**TRECHO DO DOCUMENTO**
·····
Para impedir que a democracia senegalesa seja ainda mais comprometida, o governo tem de desarmar uma situação volátil. Para que o governo recupere a sua reputação, tem de fazer justiça às vítimas e às suas famílias, e garantir ao público que as forças de segurança não voltará a utilizar esse tipo de violência contra manifestantes pacíficos. Também têm de ser investigadas as interrupções do serviço de internet, de órgãos de comunicação e de aplicações de serviços de mensagens que foram noticiadas de forma independente durante as manifestações de 4 de Março. No Senegal, as questões legais nunca poderão ser resolvidas pela força e pela violência, e as divergências políticas nunca poderão ser geridas com o silenciamento de adversários ou com restrições à liberdade de expressão.
·····
**ITENS EXTRAÍDOS**

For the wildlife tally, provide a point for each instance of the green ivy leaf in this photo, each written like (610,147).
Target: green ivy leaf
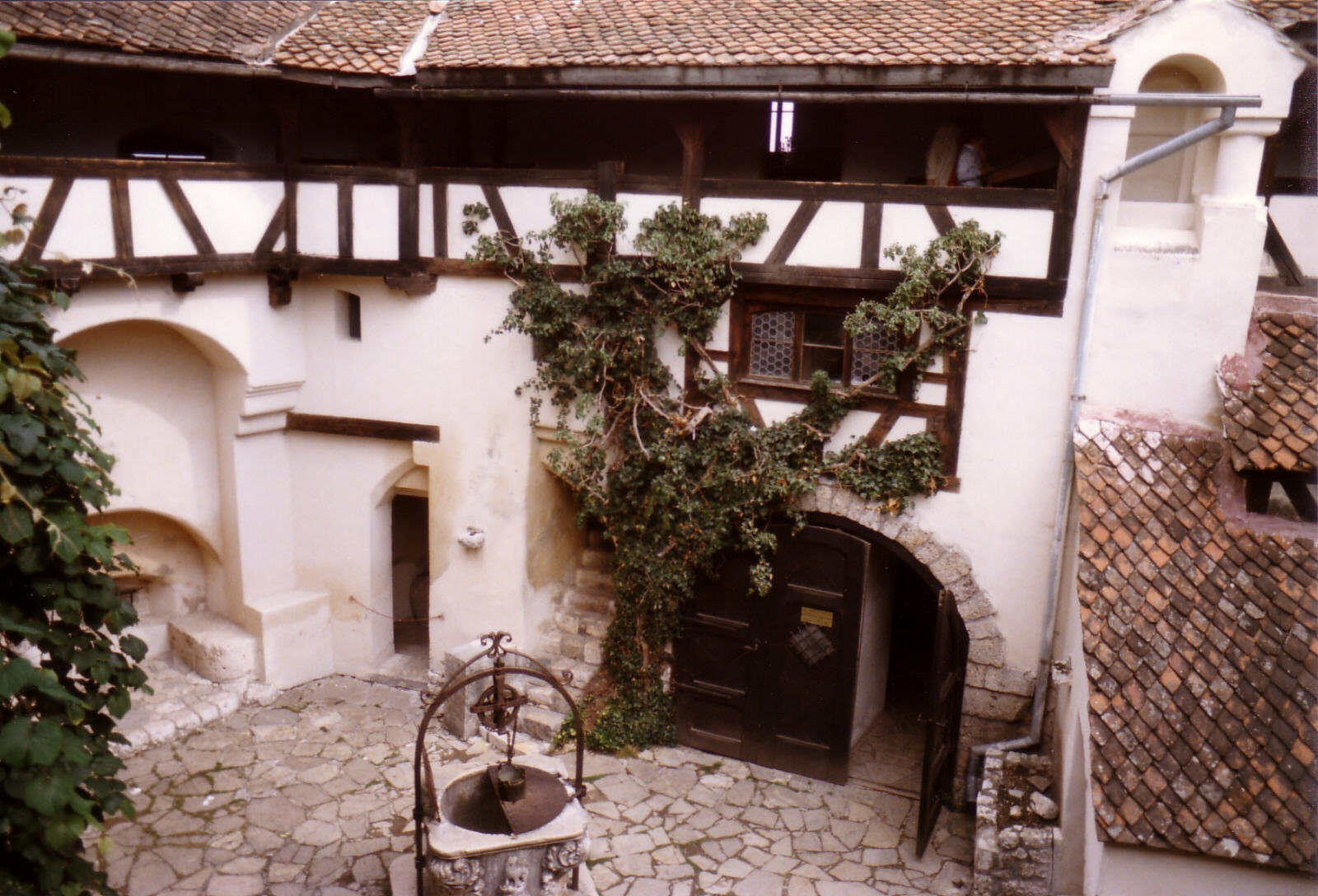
·····
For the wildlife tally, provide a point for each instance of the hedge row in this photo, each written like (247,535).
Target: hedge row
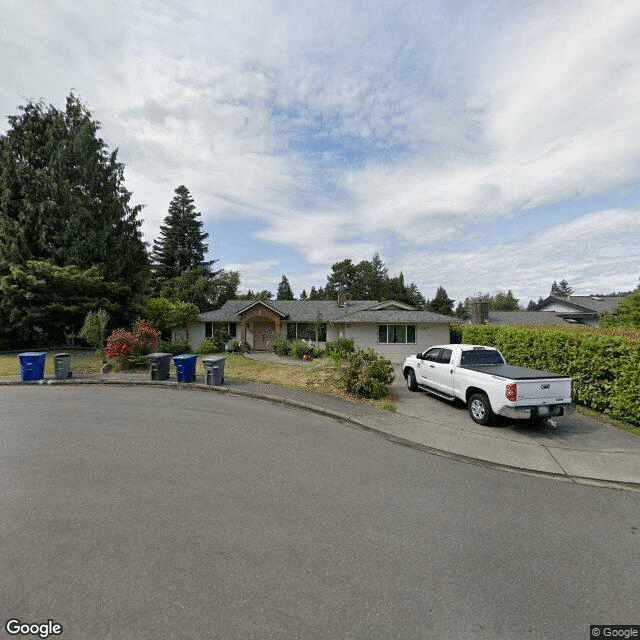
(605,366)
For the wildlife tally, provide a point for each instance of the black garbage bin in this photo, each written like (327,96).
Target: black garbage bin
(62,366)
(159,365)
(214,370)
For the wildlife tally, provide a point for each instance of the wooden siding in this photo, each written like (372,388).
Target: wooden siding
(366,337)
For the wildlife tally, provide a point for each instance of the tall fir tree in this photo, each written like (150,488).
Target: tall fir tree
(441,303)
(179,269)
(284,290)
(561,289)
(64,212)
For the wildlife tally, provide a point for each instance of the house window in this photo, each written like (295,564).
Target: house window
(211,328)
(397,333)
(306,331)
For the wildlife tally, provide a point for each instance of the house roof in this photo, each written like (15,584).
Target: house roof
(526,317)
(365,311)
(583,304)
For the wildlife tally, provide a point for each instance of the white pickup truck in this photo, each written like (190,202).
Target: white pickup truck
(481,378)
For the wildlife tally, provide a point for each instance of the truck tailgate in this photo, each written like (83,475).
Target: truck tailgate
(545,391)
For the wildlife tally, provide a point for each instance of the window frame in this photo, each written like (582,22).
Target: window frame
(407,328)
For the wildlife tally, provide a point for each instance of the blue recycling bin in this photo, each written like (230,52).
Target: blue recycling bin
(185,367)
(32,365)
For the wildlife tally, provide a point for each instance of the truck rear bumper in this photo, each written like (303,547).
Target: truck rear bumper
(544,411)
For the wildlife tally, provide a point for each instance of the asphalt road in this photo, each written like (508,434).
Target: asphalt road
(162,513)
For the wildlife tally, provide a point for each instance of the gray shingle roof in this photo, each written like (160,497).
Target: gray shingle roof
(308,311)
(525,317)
·····
**O QUE FAZER**
Retome o texto sobre a democracia no Senegal e prossiga a partir da última frase dele.

**SUA RESPOSTA**
Tal como em 2012, os jovens senegaleses estão preparados para se manifestarem pacificamente pela protecção da constituição do país e pela legitimidade das próximas eleições presidenciais, previstas para 2024. Repetidamente, os governos senegaleses tentaram distorcer a constituição para obter ganhos políticos, transformando o estado no que Daron Acemoglu e James Robinson apelidam de “Leviatã de Papel”, que consegue ser simultaneamente opressivo e ineficaz. A menos que o governo de Sall altere as suas acções, poderemos assistir a uma repetição dos protestos que percorreram o país há uma década.

De qualquer forma, o governo actual tem demasiado que fazer para se preocupar já com as eleições de 2024. Em especial, deveria continuar a implementar o seu Plano de Acções Prioritárias, um conjunto de reformas ambiciosas, onde se incluem uma política industrial, zonas económicas especiais, parques industriais e instalações mineiras regionais, que poderiam fazer do Senegal um modelo para a industrialização em África. O governo também deveria esforçar-se por garantir o alívio relativamente à COVID-19 aplicando os seus modestos recursos financeiros na aquisição de vacinas.

Os decisores podem promover uma forte recuperação no pós-pandemia, através de alterações estruturais que visem o estabelecimento de uma economia mais dinâmica e inclusiva. Mas isso só acontecerá se voltarem a considerar a industrialização como prioritária e se investirem no capital humano do Senegal.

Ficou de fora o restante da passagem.